### EXERCISE INSTRUCTIONS
Locate every line in the rows below that contains the word "query" and copy each of those lines in full. Case counts.
____
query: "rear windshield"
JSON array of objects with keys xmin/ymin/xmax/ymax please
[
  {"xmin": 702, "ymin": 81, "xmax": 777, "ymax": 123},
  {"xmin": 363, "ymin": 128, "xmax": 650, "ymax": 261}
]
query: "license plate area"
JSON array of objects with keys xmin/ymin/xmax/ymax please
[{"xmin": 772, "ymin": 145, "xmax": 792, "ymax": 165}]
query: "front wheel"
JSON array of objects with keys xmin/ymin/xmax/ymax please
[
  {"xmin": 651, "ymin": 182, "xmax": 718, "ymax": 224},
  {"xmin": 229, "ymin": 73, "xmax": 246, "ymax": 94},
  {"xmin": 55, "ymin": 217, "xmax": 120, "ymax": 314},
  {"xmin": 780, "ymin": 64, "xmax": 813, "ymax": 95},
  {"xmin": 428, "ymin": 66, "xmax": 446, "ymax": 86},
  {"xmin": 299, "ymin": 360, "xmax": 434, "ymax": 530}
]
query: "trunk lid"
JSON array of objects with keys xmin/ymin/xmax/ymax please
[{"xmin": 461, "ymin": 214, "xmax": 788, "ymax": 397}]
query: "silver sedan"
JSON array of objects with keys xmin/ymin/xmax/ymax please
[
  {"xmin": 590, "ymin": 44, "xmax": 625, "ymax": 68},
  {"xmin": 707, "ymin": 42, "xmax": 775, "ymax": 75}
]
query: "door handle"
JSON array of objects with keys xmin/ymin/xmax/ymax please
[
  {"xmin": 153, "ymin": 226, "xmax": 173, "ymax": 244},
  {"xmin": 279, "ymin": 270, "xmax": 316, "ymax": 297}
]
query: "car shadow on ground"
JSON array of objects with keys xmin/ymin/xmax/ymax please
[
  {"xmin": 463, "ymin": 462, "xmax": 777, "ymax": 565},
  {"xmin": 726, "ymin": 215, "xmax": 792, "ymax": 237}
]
____
### FINAL ANSWER
query: "rear windshield"
query: "license plate area"
query: "front wheel"
query: "trunk lid"
query: "silver sedan"
query: "door handle"
query: "car shadow on ground"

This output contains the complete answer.